* [What to work on]
1 > Decide whether each statement below agrees with the text about microplastics and gut bacteria. (a) One study measured microplastics in the blood of 39 adults. (b) The simulator study looked at polyethylene microplastics. (c) The first review says the effects on human gut bacteria are well understood. For each one, answer yes or no and quote the words from the text that decide it.
2 > Carry on the text about microplastics and gut bacteria, starting after its last sentence.

------ Exercise text

Researchers reviewed how microplastics may disrupt gut microbiota composition and metabolic function, noting that while dysbiosis is a likely outcome of exposure, the full extent of these effects in humans remains poorly characterized and understudied.
Association between microplastics and the functionalities of human gut microbiome
Researchers measured five types of microplastics in the blood of 39 adults and then analyzed their gut bacteria using advanced genetic sequencing. They found that microplastic exposure was linked to changes in gut bacteria that could promote infection, including increases in genes related to bacterial invasion and communication. This is one of the first studies to connect microplastic levels in human blood with functional changes in the gut microbiome, suggesting a mechanism by which microplastics could affect overall health.
Exploring Bacterial Interactions with Microplastics in the Human Gut Microbiome
This review explored how microplastics interact with bacteria in the human gut microbiome, examining evidence that plastic particles can alter microbial community composition, enable colonization by pathogens, and facilitate horizontal gene transfer of antibiotic resistance genes. The gut microbiome appears to be a significant site of microplastic-microorganism interaction.
Microplastics and their interactions with microbiota
This review examines how microplastics interact with microbiota (the communities of microorganisms in the environment and in living bodies). Microplastics can carry harmful bacteria and disrupt the natural balance of microbial communities in soil, water, and the human gut. The disruption of gut microbiota by microplastics is particularly concerning because a healthy gut microbiome is essential for immune function, digestion, and overall health.
Microplastic Toxicity on Gut Microbiota and Intestinal Cells: Evidence from the Simulator of the Human Intestinal Microbial Ecosystem (SHIME)
Researchers used a simulator of the human intestinal ecosystem to study how polystyrene microplastics affect gut bacteria and intestinal cells. They found that microplastic exposure caused region-specific shifts in gut microbial diversity, altered the ratio of key bacterial groups, and reduced beneficial bacteria. When gut fluids from the simulator were applied to intestinal cell models, they caused increased oxidative stress and mitochondrial dysfunction.

------------
------ Data extracts

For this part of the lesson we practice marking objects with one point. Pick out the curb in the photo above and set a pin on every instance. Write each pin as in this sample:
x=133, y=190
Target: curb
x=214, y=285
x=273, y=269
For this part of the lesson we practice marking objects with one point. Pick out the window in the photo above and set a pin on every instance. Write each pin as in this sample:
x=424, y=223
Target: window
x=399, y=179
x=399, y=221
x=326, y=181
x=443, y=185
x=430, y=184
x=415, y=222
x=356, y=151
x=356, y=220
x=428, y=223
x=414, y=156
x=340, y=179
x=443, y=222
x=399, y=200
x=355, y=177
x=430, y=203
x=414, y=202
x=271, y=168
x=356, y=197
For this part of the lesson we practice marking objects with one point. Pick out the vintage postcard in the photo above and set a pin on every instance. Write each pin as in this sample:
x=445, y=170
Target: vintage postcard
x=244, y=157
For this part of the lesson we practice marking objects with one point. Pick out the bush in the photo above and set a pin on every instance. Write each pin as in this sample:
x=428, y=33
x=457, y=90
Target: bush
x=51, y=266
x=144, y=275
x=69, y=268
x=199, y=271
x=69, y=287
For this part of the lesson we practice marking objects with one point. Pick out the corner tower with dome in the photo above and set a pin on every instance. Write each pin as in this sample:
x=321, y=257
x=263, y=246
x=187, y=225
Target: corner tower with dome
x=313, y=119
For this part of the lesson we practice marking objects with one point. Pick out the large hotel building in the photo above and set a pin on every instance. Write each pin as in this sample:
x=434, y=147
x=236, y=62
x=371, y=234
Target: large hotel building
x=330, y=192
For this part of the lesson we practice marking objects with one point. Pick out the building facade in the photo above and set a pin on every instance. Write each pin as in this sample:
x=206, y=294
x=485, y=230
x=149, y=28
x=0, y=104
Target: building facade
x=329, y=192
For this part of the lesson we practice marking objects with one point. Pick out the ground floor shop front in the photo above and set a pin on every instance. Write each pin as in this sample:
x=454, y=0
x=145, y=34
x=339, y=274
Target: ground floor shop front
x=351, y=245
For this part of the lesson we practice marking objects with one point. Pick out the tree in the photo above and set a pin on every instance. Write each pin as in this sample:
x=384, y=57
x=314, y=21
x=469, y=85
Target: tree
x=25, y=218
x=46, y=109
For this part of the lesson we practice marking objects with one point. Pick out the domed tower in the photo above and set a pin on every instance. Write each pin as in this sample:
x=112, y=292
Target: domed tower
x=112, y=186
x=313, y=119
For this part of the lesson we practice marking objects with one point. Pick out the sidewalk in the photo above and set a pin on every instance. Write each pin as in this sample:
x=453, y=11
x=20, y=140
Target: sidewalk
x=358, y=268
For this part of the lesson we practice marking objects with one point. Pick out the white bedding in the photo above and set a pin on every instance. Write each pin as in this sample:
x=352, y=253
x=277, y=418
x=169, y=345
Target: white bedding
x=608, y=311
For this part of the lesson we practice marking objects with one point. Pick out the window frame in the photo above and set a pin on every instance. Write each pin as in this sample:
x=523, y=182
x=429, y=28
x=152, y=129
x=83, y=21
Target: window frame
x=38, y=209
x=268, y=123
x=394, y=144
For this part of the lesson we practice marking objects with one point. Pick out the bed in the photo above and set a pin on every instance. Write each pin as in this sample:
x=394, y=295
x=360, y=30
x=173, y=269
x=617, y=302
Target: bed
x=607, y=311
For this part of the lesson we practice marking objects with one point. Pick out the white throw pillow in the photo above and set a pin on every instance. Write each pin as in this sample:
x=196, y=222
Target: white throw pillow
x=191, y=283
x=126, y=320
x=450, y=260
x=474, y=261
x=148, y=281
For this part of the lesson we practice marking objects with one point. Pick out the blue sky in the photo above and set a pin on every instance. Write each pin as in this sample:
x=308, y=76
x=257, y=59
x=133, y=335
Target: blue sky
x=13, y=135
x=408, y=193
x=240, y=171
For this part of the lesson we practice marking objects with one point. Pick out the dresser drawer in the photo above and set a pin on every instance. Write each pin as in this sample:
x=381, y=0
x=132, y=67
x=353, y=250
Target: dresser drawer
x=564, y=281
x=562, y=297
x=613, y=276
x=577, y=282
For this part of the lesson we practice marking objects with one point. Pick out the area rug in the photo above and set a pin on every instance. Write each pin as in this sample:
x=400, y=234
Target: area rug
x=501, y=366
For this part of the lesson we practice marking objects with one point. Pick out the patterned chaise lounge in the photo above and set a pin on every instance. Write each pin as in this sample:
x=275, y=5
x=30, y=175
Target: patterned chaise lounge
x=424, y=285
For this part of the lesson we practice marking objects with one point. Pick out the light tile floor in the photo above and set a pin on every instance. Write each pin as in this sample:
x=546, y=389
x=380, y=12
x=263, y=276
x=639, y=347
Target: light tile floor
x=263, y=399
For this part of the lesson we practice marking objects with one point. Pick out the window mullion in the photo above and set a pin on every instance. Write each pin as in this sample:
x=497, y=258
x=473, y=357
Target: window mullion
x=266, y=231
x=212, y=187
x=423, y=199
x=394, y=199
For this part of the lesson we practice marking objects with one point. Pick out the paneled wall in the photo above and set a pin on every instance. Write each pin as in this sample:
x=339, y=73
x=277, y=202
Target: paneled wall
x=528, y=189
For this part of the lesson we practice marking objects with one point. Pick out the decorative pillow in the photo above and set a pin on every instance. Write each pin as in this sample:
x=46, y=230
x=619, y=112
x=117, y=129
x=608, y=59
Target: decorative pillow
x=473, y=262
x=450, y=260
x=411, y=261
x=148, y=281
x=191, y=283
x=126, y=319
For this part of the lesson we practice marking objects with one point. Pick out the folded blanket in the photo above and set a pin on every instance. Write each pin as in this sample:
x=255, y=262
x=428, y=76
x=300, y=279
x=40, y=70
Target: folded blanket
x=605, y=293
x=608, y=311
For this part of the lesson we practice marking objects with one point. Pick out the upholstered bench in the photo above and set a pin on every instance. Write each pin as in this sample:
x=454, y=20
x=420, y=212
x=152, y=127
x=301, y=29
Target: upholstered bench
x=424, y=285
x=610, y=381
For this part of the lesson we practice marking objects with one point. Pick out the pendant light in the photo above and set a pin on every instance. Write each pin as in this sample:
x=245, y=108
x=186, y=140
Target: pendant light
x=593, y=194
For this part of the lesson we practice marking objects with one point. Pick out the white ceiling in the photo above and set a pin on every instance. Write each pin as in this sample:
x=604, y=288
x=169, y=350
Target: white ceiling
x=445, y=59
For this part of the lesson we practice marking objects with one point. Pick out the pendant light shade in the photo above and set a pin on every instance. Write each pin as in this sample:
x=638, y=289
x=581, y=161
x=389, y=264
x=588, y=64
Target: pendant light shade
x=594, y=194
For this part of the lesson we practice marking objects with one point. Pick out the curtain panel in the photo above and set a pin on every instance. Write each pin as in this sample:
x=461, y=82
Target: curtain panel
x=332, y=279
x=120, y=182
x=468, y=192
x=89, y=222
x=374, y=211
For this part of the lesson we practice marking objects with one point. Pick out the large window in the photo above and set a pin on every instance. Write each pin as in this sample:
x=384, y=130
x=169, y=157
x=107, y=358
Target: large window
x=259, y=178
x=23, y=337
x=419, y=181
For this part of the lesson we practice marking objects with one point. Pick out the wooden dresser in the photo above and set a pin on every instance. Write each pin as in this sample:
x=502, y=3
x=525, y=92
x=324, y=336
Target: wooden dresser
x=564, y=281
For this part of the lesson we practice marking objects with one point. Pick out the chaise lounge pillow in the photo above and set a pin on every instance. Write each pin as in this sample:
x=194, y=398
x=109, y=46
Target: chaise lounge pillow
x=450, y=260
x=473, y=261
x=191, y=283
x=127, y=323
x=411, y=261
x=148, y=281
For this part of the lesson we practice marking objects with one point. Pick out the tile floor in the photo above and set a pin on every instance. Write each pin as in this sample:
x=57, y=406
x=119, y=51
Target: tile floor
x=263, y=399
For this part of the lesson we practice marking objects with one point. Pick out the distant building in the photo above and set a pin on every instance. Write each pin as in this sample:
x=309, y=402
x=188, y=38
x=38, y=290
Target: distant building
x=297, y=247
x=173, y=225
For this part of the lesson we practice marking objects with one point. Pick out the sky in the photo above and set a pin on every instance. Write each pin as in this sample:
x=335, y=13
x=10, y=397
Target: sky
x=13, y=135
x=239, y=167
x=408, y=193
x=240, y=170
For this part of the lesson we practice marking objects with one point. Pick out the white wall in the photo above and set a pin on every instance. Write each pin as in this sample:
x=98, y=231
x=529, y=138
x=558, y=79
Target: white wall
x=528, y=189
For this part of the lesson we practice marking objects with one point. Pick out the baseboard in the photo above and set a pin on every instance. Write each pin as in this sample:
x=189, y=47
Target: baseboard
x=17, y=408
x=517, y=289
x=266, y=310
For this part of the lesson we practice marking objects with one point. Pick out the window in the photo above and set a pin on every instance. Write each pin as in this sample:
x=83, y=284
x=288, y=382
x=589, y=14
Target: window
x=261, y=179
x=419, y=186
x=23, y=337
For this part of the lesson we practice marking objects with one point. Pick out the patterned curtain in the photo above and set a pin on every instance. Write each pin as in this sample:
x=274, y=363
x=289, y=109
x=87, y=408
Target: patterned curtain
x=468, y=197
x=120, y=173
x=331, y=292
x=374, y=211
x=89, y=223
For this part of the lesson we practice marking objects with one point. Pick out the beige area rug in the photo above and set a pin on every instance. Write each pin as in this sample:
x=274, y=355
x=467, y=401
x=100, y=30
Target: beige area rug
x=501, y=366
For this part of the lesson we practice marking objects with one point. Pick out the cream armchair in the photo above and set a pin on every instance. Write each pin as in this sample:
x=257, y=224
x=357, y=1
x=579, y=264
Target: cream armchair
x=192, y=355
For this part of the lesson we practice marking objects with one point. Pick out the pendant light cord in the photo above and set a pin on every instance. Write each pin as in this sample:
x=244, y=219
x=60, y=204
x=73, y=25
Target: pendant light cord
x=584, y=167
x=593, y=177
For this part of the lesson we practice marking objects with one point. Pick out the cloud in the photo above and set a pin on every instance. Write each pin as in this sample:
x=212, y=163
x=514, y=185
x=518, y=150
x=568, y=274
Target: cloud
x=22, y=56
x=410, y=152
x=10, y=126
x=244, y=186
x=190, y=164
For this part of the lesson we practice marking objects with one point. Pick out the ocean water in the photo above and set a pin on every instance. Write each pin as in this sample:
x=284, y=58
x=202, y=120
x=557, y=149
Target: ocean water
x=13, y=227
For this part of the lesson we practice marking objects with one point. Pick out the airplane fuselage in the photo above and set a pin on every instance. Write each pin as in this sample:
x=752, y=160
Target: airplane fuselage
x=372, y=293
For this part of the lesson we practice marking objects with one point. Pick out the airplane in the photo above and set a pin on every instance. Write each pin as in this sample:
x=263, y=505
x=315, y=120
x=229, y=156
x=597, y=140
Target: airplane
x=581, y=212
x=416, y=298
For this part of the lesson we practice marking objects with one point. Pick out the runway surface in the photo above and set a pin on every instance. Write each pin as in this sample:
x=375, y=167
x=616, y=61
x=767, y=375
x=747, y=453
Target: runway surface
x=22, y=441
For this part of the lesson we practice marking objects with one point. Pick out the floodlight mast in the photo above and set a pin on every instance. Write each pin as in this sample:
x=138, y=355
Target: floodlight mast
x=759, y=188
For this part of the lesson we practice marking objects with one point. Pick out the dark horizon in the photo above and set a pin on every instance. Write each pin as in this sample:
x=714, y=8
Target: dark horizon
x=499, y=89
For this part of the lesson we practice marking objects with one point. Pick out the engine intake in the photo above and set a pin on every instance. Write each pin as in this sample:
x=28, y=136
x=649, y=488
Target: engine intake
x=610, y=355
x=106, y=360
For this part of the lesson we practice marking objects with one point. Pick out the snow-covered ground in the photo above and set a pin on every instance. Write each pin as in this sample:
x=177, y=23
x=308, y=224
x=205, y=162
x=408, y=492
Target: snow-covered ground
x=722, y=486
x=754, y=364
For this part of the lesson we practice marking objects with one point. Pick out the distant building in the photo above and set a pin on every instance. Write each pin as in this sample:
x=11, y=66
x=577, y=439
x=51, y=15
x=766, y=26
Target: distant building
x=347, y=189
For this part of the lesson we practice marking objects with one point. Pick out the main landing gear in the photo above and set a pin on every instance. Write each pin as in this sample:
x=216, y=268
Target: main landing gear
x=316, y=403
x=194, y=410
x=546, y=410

------------

* [Responses for each task]
1 >
(a) Yes: "Researchers measured five types of microplastics in the blood of 39 adults"
(b) No: "how polystyrene microplastics affect gut bacteria and intestinal cells"
(c) No: "the full extent of these effects in humans remains poorly characterized and understudied"

2 >
Microbial risks associated with microplastics in the food chain and possible control measures (literature review). Part 1. Dietary intake and influence on the gut microbiota
This review summarizes evidence that microplastics commonly found in food and drinking water can disrupt the human gut microbiome when ingested. Studies show that microplastics alter the composition and function of intestinal bacteria, potentially affecting digestion, immunity, and overall health. Since a healthy gut microbiome is essential for human wellbeing, this pathway of harm deserves attention alongside other known risks of microplastic exposure.
Gut microbiota and metabolic health risks from chronic low-dose microplastic exposure with focus on Desulfovibrio spp.
Researchers investigated the effects of long-term, low-dose polystyrene microplastic intake on gut bacteria and metabolism in mice. They found that even low doses significantly altered the gut microbiome, increasing bacteria linked to gastrointestinal inflammation and colorectal cancer risk, while also disrupting lipid and amino acid metabolism. The study suggests that routine microplastic exposure through food and water could quietly shift gut health in ways associated with chronic metabolic conditions.
Interactions between polystyrene-derived micro- and nanoplastics and the microbiota: a systematic review of multi-omics mouse studies
Researchers systematically reviewed 15 mouse studies and found that exposure to polystyrene micro- and nanoplastics consistently disrupted gut bacteria — reducing beneficial species like Lactobacillus and increasing harmful ones — while also altering metabolic pathways throughout the body. Nanoplastics caused more severe microbiome disruption than larger microplastics, highlighting a serious health concern for humans.